▶ _What you need to do_:
Return all records exactly. Nothing may be added.

-*-*-

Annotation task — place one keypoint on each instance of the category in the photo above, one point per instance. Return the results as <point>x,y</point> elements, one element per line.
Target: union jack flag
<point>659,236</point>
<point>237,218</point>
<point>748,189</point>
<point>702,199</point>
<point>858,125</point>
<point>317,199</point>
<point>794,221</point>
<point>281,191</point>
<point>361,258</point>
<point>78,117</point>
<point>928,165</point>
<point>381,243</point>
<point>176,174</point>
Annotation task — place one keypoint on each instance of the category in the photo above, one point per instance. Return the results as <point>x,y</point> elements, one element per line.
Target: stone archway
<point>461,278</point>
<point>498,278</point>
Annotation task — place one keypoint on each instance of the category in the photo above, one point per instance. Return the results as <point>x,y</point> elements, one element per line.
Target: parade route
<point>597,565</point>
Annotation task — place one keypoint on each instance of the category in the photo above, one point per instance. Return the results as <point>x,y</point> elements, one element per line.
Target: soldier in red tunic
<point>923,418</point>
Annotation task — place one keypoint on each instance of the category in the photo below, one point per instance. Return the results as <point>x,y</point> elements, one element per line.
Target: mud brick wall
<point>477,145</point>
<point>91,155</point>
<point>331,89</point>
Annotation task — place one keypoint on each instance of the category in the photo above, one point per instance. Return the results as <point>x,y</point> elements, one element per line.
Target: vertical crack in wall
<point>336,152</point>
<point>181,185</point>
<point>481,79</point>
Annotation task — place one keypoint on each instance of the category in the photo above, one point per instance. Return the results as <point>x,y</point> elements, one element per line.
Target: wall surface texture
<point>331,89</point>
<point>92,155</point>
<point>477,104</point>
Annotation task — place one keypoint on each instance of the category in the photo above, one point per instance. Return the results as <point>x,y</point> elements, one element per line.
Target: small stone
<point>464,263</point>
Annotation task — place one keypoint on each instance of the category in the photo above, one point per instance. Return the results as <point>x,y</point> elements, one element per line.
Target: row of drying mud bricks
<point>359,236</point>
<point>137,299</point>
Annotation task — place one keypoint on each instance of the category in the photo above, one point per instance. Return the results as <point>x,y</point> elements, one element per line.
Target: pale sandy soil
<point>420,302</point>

-*-*-

▶ _Reply to the task_:
Annotation task — place one keypoint on each instance of the category in the photo above, one point per instance. Return the results as <point>x,y</point> elements, one element per line.
Target: union jack flag
<point>659,236</point>
<point>237,218</point>
<point>748,189</point>
<point>702,199</point>
<point>858,125</point>
<point>317,199</point>
<point>794,221</point>
<point>281,191</point>
<point>361,258</point>
<point>78,117</point>
<point>928,165</point>
<point>381,243</point>
<point>176,174</point>
Annotation task — place one keypoint on each instance of the category in the photo above, one point per instance. Return the results as <point>x,y</point> elements, one element per line.
Target: stone archway
<point>461,278</point>
<point>498,278</point>
Annotation task — place one keypoint on each instance of the category in the photo above, one point per instance. Return the results as <point>x,y</point> elements, one element per line.
Target: parade route
<point>597,565</point>
Annotation task — place one keypoint on each instance of the category in the photo above, one point per instance. Return the results as <point>x,y</point> elements, one element per line.
Target: soldier in red tunic
<point>923,418</point>
Annotation task — place one keypoint on each instance of the category in the photo below, one point per instance. Return the results as <point>x,y</point> elements, one element per line.
Target: mud brick wall
<point>477,145</point>
<point>91,155</point>
<point>331,89</point>
Annotation task — place one keypoint on each instance of the category in the photo above, one point per instance. Return the results as <point>x,y</point> elements, one element per line.
Target: vertical crack in wall
<point>336,152</point>
<point>181,185</point>
<point>481,79</point>
Annotation task — place one keypoint on each instance of the category in the photo above, one point per instance. Return the results as <point>x,y</point> elements, one element per line.
Target: wall surface texture
<point>331,89</point>
<point>92,155</point>
<point>477,104</point>
Annotation task — place one keypoint on each instance of the category in the photo above, one point per instance. Return the results as <point>x,y</point> elements, one element per line.
Target: small stone
<point>464,263</point>
Annotation task — place one keypoint on each instance of the category in the photo above, one point per instance. Return the results as <point>x,y</point> elements, one element per line.
Target: row of drying mud bricks
<point>359,236</point>
<point>137,299</point>
Annotation task — place one keypoint on each instance of the category in the photo above, one point per instance. Return the results as <point>x,y</point> elements, one element per line.
Target: pale sandy soil
<point>420,302</point>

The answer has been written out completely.